| Excerpted text |
----------
Jun 12 2020, 09:07 AM (BDT) | ATFX

What the market witnessed post COVID-19 can’t really be categorized under economic labels - as the downturn has been too fast and very unpredictable - defying everything seen by economists in recent history.

Since the government started tracking retail sales in 1992, last month’s plunge was the biggest; with a drop of 16.4%. This decline came worse than expectations which were around 12.3%, creating a second straight month of record lows post lockdowns. In just a couple weeks, as consumers self-isolated at their homes, retail sales fell drastically, with sales hitting their lowest point of the year in Q2 and the economy shrinking to its worse contraction since the Great Depression. The question remains will consumer activity return to normal?

To understand the impact of US retail sector on the economy, it is vital to mention that the US has the most retail selling space per capita of any country yet the lowest sales per square feet, according to commercial real estate company Cushman & Wakefield.

Nevertheless, lockdowns are over with hundreds of millions of people moving around again since the beginning of May.

So, how would this new “liberty” effect consumption and sales in an economy driven - for over 70% - by personal consumption?

May would be the first chapter dictating the aftermath of the COVID-19 lockdowns on the economy. Even with restrictions easing, many shops are providing limited service and it seems that this approach would remain for quite some time, while about 4000 retail shops closed permanently by the end of May.

Before the duration and extent of lockdowns were clear, Coresight research estimated, back in March, that about 15,000 stores would permanently close in 2020, with many declaring bankruptcies.

Then the surprising non-farm payrolls data for the month of May was published, with a record-breaking jobs report in the United States leaving analysts and markets stunned. A growth by 2.5 million positions for the month of May, and a fall to 13.3 % in US unemployment rate brought the V-shape economic recovery scenario back from the dead.
----------
| Data to examine |

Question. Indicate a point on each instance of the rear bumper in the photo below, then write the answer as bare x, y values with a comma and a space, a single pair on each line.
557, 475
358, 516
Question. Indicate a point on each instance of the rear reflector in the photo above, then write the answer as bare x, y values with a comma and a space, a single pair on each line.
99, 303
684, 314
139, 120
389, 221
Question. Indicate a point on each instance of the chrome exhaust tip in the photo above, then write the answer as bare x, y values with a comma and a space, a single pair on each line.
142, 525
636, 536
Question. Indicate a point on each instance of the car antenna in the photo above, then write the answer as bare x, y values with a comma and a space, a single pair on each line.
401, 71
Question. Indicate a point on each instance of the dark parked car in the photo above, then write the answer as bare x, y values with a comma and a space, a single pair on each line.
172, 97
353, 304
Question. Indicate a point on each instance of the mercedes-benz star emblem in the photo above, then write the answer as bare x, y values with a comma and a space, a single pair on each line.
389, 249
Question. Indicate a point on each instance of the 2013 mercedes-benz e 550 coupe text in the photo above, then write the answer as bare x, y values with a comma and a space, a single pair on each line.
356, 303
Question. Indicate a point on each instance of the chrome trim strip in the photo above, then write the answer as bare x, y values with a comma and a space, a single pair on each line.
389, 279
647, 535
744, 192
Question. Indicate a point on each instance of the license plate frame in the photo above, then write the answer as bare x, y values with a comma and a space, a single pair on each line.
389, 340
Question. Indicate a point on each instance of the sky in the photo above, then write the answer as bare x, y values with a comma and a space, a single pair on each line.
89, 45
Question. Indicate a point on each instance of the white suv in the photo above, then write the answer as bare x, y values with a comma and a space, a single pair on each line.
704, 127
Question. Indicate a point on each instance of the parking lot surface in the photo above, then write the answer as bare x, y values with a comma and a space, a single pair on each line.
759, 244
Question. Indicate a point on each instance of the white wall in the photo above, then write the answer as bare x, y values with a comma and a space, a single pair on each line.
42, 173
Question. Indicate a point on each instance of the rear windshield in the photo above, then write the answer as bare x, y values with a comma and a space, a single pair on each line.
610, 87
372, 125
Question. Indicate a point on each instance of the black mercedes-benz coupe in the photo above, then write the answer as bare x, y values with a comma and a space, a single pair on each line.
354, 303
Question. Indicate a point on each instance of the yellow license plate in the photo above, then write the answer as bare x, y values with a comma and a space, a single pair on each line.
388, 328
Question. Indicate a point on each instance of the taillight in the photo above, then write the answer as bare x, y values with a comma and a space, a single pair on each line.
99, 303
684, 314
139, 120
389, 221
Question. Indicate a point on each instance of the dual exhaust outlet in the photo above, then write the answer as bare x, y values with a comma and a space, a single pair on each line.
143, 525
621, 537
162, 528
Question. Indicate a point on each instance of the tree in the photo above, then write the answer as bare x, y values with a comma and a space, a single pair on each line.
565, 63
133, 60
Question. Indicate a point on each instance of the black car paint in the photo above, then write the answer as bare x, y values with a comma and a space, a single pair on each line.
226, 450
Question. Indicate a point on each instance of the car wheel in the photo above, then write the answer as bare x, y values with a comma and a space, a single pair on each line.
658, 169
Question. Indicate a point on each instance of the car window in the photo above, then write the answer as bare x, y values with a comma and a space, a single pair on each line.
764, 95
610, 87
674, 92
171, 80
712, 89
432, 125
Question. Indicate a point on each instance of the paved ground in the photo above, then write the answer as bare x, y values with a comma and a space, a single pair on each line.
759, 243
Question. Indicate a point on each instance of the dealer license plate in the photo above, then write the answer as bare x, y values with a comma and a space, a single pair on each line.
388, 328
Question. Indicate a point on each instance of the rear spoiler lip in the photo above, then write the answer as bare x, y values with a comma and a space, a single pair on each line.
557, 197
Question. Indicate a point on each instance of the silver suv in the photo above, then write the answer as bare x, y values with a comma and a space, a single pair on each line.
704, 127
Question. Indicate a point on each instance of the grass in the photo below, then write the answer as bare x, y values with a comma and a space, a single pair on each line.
----------
| What you need to do |
[A] In the retail sales commentary, how many stores did Coresight research estimate in March would permanently close in 2020?
[B] Reproduce the stretch of the retail sales commentary from "Since the government" through "Cushman & Wakefield.".
[C] Carry the retail sales commentary forward past its final sentence.

| Answers per task |
[A] About 15,000 stores.

[B]
Since the government started tracking retail sales in 1992, last month’s plunge was the biggest; with a drop of 16.4%. This decline came worse than expectations which were around 12.3%, creating a second straight month of record lows post lockdowns. In just a couple weeks, as consumers self-isolated at their homes, retail sales fell drastically, with sales hitting their lowest point of the year in Q2 and the economy shrinking to its worse contraction since the Great Depression. The question remains will consumer activity return to normal?

To understand the impact of US retail sector on the economy, it is vital to mention that the US has the most retail selling space per capita of any country yet the lowest sales per square feet, according to commercial real estate company Cushman & Wakefield.

[C]
Back to the main question, are we going back to normal soon?

A great rebound in jobs doesn’t necessarily mean great rebounds in sales. Couple of months of lockdowns mean people had to rethink their consuming habits and behavior, spend from their savings or take loans to survive. And even if the spending capacity rose it doesn’t necessarily mean that the will to spend would rise at the same rate. Concerned consumers might still prefer saving cash, refrain from spending in large amounts, avoid shopping malls and retail shops. In fact, many forecasts estimate total retail sales won’t rebound to pre-pandemic levels until 2022.

So, in trying to answer our main question, we should redefine “normality”, at least for the upcoming quarters.

A promising support for the upcoming data would be in the U.S. e-commerce sales, which could come to rescue to many retail shops.

According to a new forecast released by eMarketer, e-commerce sales would rise by 18%, reaching reach $709.78 billion dollar. This percentage would represent 14.5% of the total U.S retail sales, not quite enough to make up for the overall hit that the U.S. retail sector will take this year but it surely opens an opportunity for retailers.